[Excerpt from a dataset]
● ● ●

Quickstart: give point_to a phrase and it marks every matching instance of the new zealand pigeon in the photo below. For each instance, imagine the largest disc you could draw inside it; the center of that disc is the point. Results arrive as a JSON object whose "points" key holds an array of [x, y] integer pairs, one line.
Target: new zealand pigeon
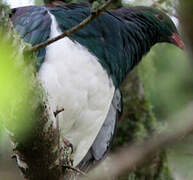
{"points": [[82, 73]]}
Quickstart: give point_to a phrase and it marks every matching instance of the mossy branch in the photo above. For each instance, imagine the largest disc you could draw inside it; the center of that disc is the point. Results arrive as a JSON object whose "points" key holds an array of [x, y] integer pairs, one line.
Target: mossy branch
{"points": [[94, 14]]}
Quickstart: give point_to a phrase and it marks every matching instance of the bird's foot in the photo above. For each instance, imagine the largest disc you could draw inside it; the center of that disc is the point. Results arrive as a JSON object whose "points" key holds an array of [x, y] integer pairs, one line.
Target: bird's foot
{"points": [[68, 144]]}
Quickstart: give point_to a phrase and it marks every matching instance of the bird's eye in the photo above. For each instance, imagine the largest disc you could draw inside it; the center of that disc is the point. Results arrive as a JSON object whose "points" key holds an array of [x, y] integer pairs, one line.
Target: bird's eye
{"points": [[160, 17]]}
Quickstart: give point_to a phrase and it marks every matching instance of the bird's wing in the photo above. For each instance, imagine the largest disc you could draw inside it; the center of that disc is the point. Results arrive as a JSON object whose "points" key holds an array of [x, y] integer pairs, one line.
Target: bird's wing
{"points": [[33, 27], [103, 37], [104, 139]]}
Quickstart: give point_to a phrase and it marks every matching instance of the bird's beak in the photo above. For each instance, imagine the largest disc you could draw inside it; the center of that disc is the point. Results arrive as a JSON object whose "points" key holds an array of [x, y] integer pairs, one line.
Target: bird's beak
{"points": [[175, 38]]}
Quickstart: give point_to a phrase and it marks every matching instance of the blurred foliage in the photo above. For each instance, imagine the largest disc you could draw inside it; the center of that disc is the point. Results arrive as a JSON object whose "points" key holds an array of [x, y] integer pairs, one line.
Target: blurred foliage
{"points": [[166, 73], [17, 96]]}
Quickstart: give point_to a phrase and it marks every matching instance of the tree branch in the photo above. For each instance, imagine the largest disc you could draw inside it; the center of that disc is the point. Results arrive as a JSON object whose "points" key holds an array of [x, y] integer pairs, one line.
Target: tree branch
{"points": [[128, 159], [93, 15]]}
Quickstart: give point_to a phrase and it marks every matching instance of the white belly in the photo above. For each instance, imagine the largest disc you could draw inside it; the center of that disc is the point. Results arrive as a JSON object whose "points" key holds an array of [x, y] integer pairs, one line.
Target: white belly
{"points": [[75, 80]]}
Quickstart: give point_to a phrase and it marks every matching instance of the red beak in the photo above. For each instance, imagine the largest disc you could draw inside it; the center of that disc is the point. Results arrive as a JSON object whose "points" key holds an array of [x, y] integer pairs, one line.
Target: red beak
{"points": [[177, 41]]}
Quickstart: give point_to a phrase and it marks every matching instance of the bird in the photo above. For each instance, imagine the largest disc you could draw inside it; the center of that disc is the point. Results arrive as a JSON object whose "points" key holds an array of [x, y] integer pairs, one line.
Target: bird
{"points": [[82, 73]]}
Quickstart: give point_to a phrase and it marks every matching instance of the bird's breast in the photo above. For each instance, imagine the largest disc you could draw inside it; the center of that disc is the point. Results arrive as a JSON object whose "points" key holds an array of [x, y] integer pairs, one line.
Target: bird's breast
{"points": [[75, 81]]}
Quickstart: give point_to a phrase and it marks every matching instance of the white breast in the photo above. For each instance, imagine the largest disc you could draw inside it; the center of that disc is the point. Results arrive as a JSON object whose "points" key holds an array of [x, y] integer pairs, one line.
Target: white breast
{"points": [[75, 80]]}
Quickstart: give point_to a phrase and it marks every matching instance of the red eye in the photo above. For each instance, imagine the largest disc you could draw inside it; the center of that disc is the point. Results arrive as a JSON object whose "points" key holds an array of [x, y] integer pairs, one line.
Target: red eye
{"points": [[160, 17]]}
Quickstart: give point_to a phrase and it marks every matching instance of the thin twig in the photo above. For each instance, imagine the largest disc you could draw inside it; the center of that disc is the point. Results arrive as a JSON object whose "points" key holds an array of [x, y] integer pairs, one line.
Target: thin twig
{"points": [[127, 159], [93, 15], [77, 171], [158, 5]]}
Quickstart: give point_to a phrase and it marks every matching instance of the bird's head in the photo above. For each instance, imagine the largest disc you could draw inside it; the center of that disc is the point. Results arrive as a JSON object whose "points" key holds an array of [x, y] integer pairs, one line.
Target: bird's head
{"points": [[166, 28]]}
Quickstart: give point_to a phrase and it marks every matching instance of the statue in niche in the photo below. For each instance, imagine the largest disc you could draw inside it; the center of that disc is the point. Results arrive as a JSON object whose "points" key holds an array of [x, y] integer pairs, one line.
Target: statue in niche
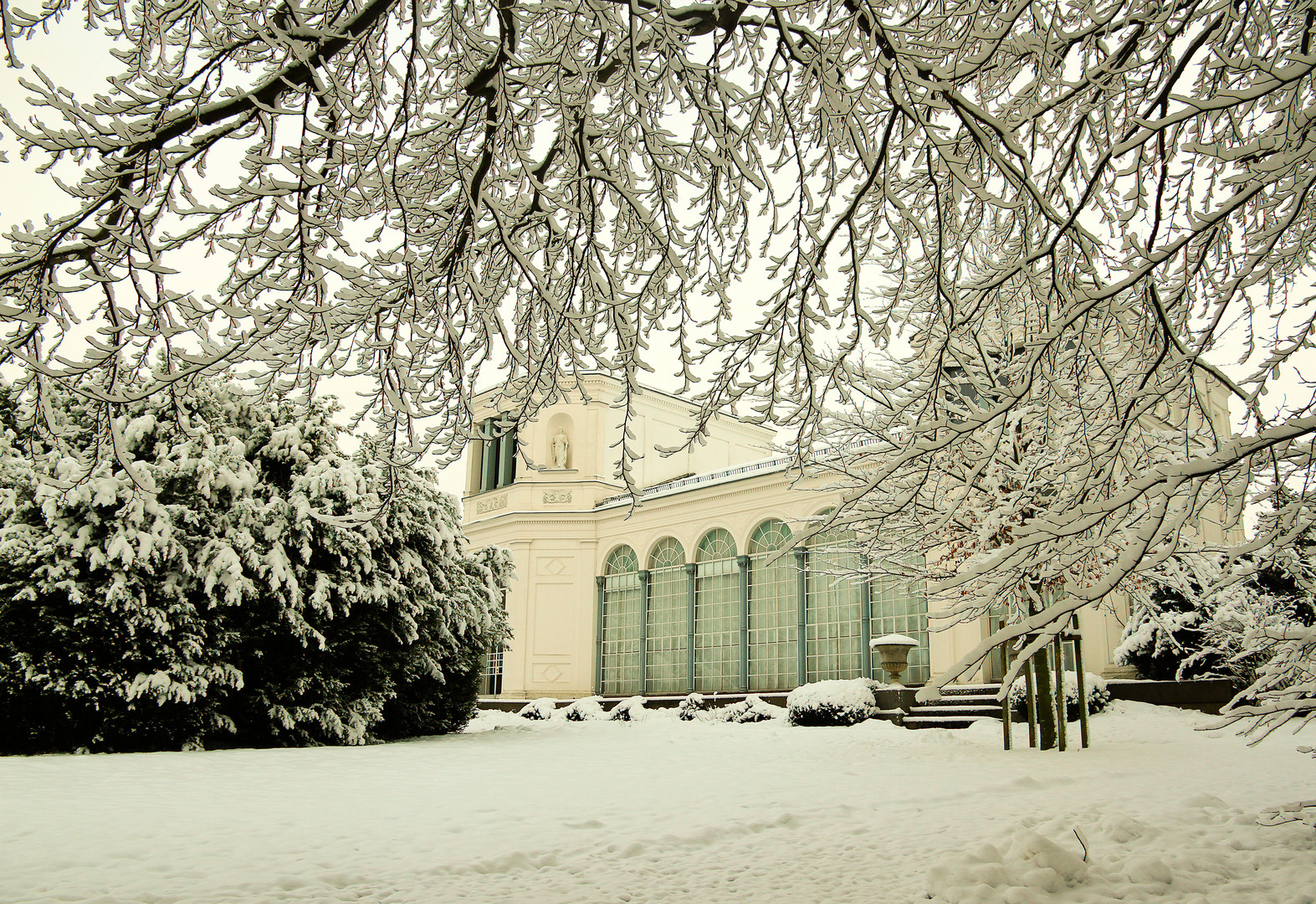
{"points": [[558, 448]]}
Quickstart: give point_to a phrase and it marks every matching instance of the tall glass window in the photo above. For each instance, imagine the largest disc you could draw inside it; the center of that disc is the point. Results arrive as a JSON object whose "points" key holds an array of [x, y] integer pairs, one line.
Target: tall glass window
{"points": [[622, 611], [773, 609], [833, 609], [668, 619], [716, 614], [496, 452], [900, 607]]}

● ● ●

* Your task
Can you retype all of the material above word for word, leaving the pictures out?

* Solution to this task
Quickstart: give point_to a phrase and it marks every matching instance of the new zealand pigeon in the photo below. For each instance, imagine the largest disc you could draw inside it; the center of that disc is the point. Results arrive as a JSON object whose "points" key holds an array of [x, y] integer pairs, one line.
Target: new zealand pigeon
{"points": [[82, 73]]}
Quickstart: give point_to a phrase and it marks every matching instance of the mossy branch in the photo above. For each instance, imagine the largest disc you could draw inside it; the center of that disc is the point. Results arrive as a JSON object whose "points" key holds an array of [x, y] integer pairs, one line.
Target: mossy branch
{"points": [[94, 14]]}
Quickstart: give point_to a phrase and it marks every matching instance of the bird's foot in the photo above. For each instance, imagine the largest disc you could draw inside it; the center of that disc is the point. Results arrive as a JSON object whose "points" key holds an array of [x, y] integer pairs, one line.
Target: bird's foot
{"points": [[68, 144]]}
Quickstart: give point_to a phrase and it marks every matching instance of the bird's eye in the photo above. For each instance, imagine the largest disc you could draw inside it; the center of that disc is the point. Results arrive as a JSON object whose "points" key holds an array of [x, y] integer pairs, one line.
Target: bird's eye
{"points": [[160, 17]]}
Quickstart: give point_to a phrase and it marks every matching instance of the bird's wing in the photo above. For each instance, imagine the largest disc you could draw inside it; the center of that disc is the point. Results arrive as a JSON object whose "points" key holds an array of [x, y] integer pairs, one line.
Target: bird's wing
{"points": [[33, 27], [103, 37], [104, 139]]}
Quickstart: give point_to a phrase and it marks every matching instance of the bird's beak in the photo above. For each instance, imagine the largest disc you could draw inside it; the center of that disc is the point. Results arrive as a JSON object whose "points" key holds an array of [x, y] integer pairs, one line.
Target: bird's beak
{"points": [[175, 38]]}
Quickstart: give point_to a phrase and it marks every matching instance of the blurred foliage in the photo above. For each instance, imagine the largest disc you could draw inside it; the center of that disc is the point. Results arrive as a JSON object whose "points" key holds an array of [x, y] integer pairs, one line.
Target: blurred foliage
{"points": [[166, 73], [17, 96]]}
Quickstart: give point_to a phrase and it marks every matching instance of the tree branch in the photo above. For each instance, imagine the largest disc you could draw inside it; the center of that disc is the point. Results arrive as a JSON object whose "points" key holds an array of [x, y] integer pairs, one line.
Target: tree branch
{"points": [[128, 159], [93, 15]]}
Quickstart: give point_to a phrase and it marks every matching instance of the white belly in the photo above. For each instance, imagine the largest disc you could draw inside it; the center of that disc is the point. Results arrive as a JSON object whose "points" key holds an array of [x, y] integer pairs, one line.
Target: white belly
{"points": [[75, 80]]}
Quickstart: give point_to a phrase and it marks every matching instance of the red beak in the photo above. For each instance, imagine the largest disc you could draw inside it; the center of that disc is the point. Results arrive as a JSON object whose "points" key holds an array of [x, y] integer pairs, one line.
Target: red beak
{"points": [[177, 41]]}
Quickstart: give point_to a phrase and it marks every matching instance of the bird in the photo above. For each instance, imagine the largest disc you could draw inside it; the center of that disc is the point. Results arrive as a JSON object whose "points" key holds an array of [x, y] integer pairs, one line.
Target: bird
{"points": [[82, 73]]}
Quickstart: give point_to a phrase and it marks every matching instance of the bird's breast in the photo above. For each instance, imagine the largest disc you could draw inside it; the center of that disc is the point. Results arrive as a JSON object whose "points" key holds an array of [x, y] integer pairs, one line.
Target: bird's breast
{"points": [[75, 81]]}
Quickstart: give point_to a phrase and it marks every matching instance of the white breast in the photo above. For each instance, imagine the largest disc you could draw inside it; the center of that disc is the point. Results arrive as a JSON object whose "points" key holds an array of [x, y] integer pairs, one line.
Target: white breast
{"points": [[75, 80]]}
Quickstart: give point_to a phrase and it marks every matching instance of the red eye in the photo above. For each instance, imagine the largest disc you could draw inside it; the center of that disc is the point. Results arrive as a JSON object whose "points" key holds an array of [x, y] integer pairs, one line.
Target: red eye
{"points": [[160, 17]]}
Quickstart: give point_to a phrase and it marks every matching instance of the thin twig in the photo above. For each instance, imagine the largest disc you could draw inside it; the center of that disc is the point. Results arrive as a JSON object whose "points" key holds an array of [x, y] integer pairs, one line.
Target: thin twig
{"points": [[127, 159], [93, 15], [77, 171], [158, 5]]}
Quickstart: give point_to a phrase and it marks every matching instance of the bird's head in the photo above. For each instance, imagine the largest disc you could draw inside it; the center of that disc is the point. Results arrive as a JSON object whose "points" key holds an array of [x, y] integer pairs, one line.
Target: bird's head
{"points": [[166, 28]]}
Quickstart: give point_to a phrase and it marks every matching instance of the statue in niche in the photo below. For each instance, imagine the largest disc you could draw inside it; the center of that disc is the point. Results arrive as a JSON object whose "points" key holds an array of [x, y] integer pairs, one line.
Target: statue in niche
{"points": [[558, 448]]}
Quickstart: give point_to a phrase and it marks every matching instance of the tall glass window in the photo above. For each instance, imagine the largest disc you could draw inside it; the center of that disc is the point. Results arrive as a JSON object whose "points" key holds an array of [x, y] integer pairs, one line.
Target: tall glass window
{"points": [[622, 611], [773, 609], [833, 609], [668, 619], [716, 614], [496, 452], [900, 607]]}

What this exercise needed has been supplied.